Teks Bacaan:
○ ○ ○ ○ ○ ○ ○
Sabtu, 09 November 2019

(4) QS An-Nisa'


QS An-Nisa’, 4: 19
Ibnu Sa’ad meriwayatkan dari Muhammad bin Ka’ab Al Qurazdy, dia berkata, “Dulu menurut kebiasaan orang Arab, seseorang yang meninggal kemudian meninggalkan seorang istri, anaknya lebih berhak uuntuk menikahinya. Namun, jika tidak mau, dia juga berhak menikahkannya kepada orang yang dia kehendaki. Seperti ketika Abu Qais bin Al Aslat meninggal, anak laki-lakinya mewarisi pernikahan istrinya, tetapi tidak mewarisi hartanya sedikitpun. Lalu, turunlah ayat ini.”
Diriwayatkan pula dari Az Zuhri, dia berkata, “Ayat ini turun berkaitan dengan sekelompok orang dari kaum ansar yang meninggal, yang lebih berhak memiliki istrinya adalah walinya. Dia berhak menahannya sampai akhir hidupnya.” (Lubabun Nuqul: 55)
○ ○ ○ ○ ○ ○ ○
Materi Tersedia:
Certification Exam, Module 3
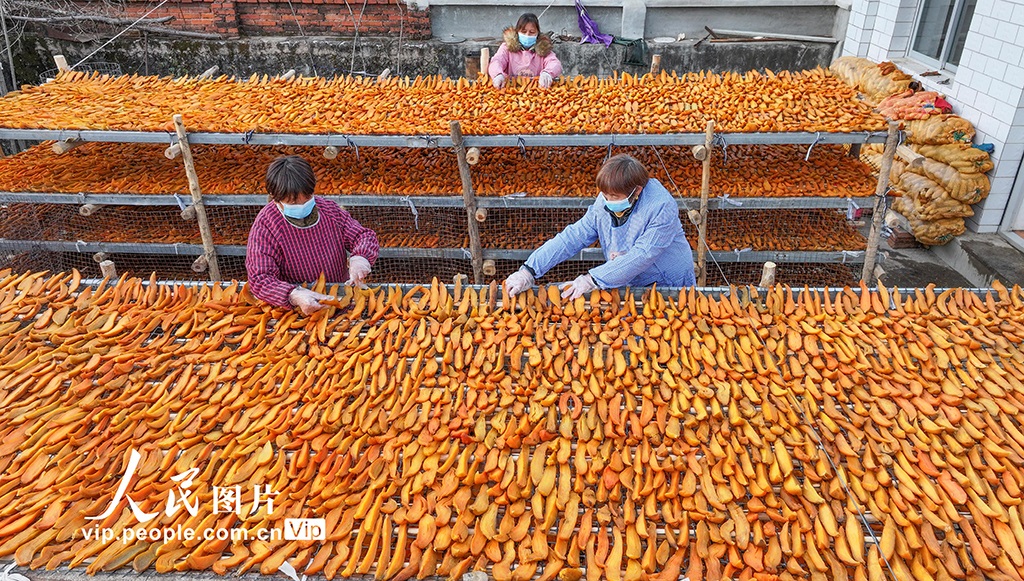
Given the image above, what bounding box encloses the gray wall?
○ ○ ○ ○ ○ ○ ○
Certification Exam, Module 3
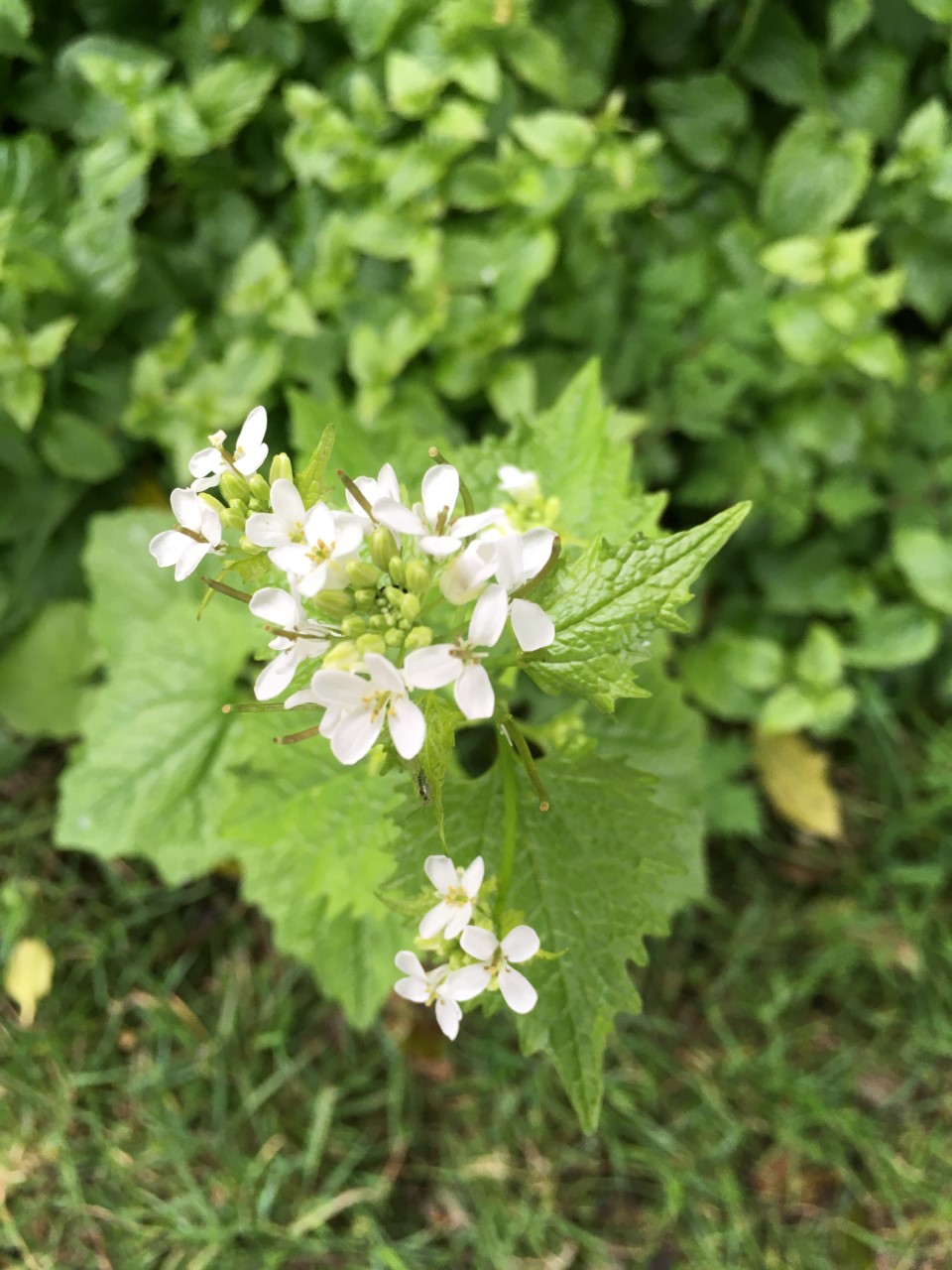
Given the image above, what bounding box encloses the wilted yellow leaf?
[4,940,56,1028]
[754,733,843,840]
○ ○ ○ ○ ○ ○ ○
Rumusan Soal:
Ringkaslah teks tentang QS An-Nisa' ayat 19 dalam dua kalimat.

Jawaban Latihan:
Menurut riwayat Muhammad bin Ka'ab Al Qurazdy, kebiasaan orang Arab dahulu memberi anak dari seseorang yang meninggal hak lebih untuk menikahi istri yang ditinggalkan atau menikahkannya kepada orang yang dia kehendaki, seperti anak laki-laki Abu Qais bin Al Aslat yang mewarisi pernikahan istrinya tanpa mewarisi hartanya sedikit pun, lalu turunlah ayat ini. Menurut riwayat Az Zuhri, ayat ini turun berkaitan dengan sekelompok orang dari kaum ansar yang meninggal, yang istrinya lebih berhak dimiliki oleh walinya dan boleh ditahan olehnya sampai akhir hidupnya.